# What to work on
(a) In the text on child airway obstruction, turn the paragraph that begins "In addition, always supervise" into a short list that keeps its main facts.
(b) Carry on the text on child airway obstruction from its last line.

# Exercise passage
^^^^^^^^

Airway Obstruction—Identifying High-Risk Situations

Most incidences of accidental child strangulation, suffocation, and choking happen in the home. Parents, take extra care to childproof the house for young children. Keep in mind that the airways of young children are much smaller and easier to obstruct.


The American Academy of Pediatrics recommends that children younger than 4 years old should not be fed any round, firm foods unless they are cut into small, nonround pieces. Young children may not chew food properly before swallowing. This increases the risk of swallowing the food whole and choking. Food to avoid or cut into small pieces for children under age 4 include the following:

  • Hot dogs

  • Nuts

  • Meat chunks

  • Grapes

  • Hard candy

  • Popcorn

  • Chunks of peanut butter

  • Raisins

  • Raw carrots

In addition, always supervise your young children when they are eating. Sometimes, choking can happen when an older child feeds his or her younger sibling unsafe food. Young children should also sit while eating, and never walk, play, or run with food in their mouths.

Special Note: Hot dogs and grapes can be eaten by young children as long as the skins are taken off and the food is cut into small, nonround pieces.

Other choking hazards

Nonfood items that are small, round, or conforming can be a choking hazard to young children. Examples include:

  • Coins

  • Small balls

  • Balloons (inflated and deflated)

^^^^^^^^

# Given information

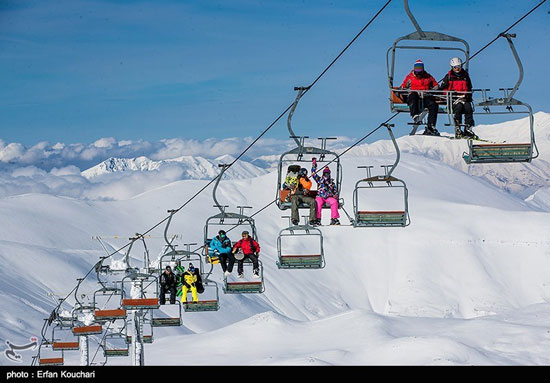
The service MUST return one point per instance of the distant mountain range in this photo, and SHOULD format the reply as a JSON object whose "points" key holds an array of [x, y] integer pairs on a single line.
{"points": [[198, 168]]}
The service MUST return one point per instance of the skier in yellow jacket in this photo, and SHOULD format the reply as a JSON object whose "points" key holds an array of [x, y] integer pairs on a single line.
{"points": [[189, 282]]}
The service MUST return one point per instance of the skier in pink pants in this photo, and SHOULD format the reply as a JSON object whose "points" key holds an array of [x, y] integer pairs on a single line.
{"points": [[326, 192]]}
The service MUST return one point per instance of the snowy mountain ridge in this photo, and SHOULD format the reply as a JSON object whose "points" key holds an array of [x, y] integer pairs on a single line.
{"points": [[466, 283], [194, 167], [522, 179]]}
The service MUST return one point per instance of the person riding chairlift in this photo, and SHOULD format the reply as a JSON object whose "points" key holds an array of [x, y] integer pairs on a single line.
{"points": [[419, 80], [327, 191], [299, 195], [251, 250], [457, 80]]}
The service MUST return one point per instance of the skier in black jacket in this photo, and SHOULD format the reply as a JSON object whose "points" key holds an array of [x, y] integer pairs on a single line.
{"points": [[167, 282]]}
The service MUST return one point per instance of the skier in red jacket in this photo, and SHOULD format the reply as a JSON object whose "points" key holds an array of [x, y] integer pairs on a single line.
{"points": [[420, 80], [458, 81], [250, 249]]}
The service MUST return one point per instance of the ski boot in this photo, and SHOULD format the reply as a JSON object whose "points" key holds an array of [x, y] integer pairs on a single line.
{"points": [[468, 133], [431, 131], [256, 274]]}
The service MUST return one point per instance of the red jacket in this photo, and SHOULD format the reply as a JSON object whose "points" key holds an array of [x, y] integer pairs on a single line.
{"points": [[422, 81], [248, 246], [457, 82]]}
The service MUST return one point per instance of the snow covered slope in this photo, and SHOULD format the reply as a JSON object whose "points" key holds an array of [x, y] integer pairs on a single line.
{"points": [[466, 283], [520, 179]]}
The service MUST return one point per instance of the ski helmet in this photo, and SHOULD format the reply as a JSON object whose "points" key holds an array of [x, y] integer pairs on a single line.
{"points": [[456, 61]]}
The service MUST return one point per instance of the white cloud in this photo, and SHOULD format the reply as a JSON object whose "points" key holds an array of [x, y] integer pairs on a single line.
{"points": [[56, 169]]}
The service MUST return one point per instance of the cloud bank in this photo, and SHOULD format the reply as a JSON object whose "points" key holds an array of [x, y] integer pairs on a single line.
{"points": [[56, 168]]}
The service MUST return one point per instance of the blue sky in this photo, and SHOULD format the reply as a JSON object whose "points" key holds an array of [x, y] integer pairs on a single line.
{"points": [[79, 70]]}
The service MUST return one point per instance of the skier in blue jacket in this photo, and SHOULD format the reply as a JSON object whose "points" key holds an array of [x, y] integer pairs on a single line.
{"points": [[221, 246]]}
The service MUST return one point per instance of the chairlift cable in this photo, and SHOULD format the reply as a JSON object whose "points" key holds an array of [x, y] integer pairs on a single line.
{"points": [[507, 29]]}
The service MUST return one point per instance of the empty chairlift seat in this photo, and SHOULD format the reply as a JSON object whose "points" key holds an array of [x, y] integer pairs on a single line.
{"points": [[206, 305], [243, 287], [381, 218], [300, 261], [107, 315], [58, 361], [498, 153], [140, 303], [87, 330], [65, 346]]}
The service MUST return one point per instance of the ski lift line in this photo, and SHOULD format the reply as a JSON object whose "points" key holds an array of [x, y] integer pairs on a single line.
{"points": [[507, 29], [100, 342], [250, 145]]}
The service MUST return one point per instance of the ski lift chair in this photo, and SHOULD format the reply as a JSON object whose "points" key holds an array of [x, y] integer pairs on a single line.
{"points": [[246, 287], [380, 218], [109, 312], [384, 218], [148, 336], [504, 152], [114, 344], [422, 40], [61, 341], [51, 357], [300, 261], [80, 327], [302, 156], [226, 221]]}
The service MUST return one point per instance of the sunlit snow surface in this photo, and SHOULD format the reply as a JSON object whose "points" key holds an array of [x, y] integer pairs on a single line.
{"points": [[468, 282]]}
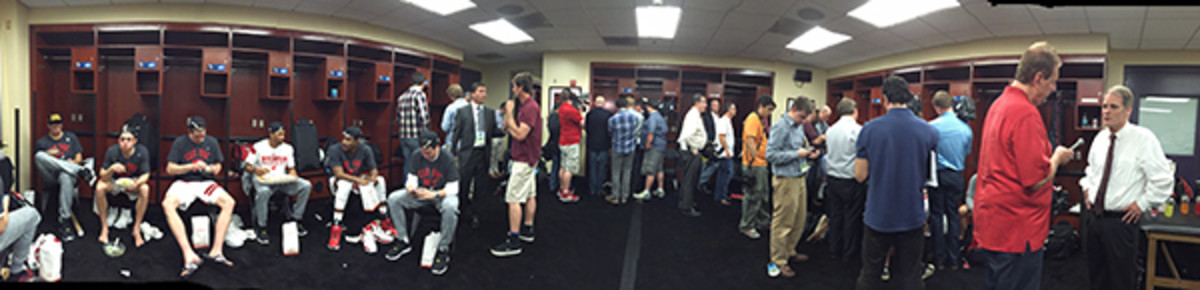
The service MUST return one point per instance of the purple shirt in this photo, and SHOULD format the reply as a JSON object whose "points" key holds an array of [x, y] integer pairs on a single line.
{"points": [[529, 149]]}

^^^^^^^^

# Responses for each task
(a)
- Always watch young children while they eat.
- Choking can happen when an older child gives a younger sibling unsafe food.
- Young children should sit while eating and never walk, play, or run with food in their mouths.

(b)
  • Marbles

  • Small game parts

  • Small toy parts

  • Safety pins

  • Jewelry

  • Buttons

  • Pen caps

  • Small button-like batteries (for example, watch batteries)

Strangulation and suffocation hazards

These hazards include the following: 

  • Infants can suffocate in soft bedding, or when a person rolls over onto them in an adult bed.

  • Plastic bags that cover the nose and mouth of infants are another common cause of suffocation.

  • Children can also suffocate or otherwise injure themselves when they become trapped in household appliances, such as dryers, and toy chests.

  • Children can strangle themselves with consumer products that wrap around the neck, such as clothing drawstrings, ribbons, necklaces, pacifier strings, and window blind and drapery cords.

  • Small passages through which a child can fit body, but not the head, can strangle a child. This includes spaces in bunk beds, cribs, playground equipment, baby strollers, carriages, and high chairs.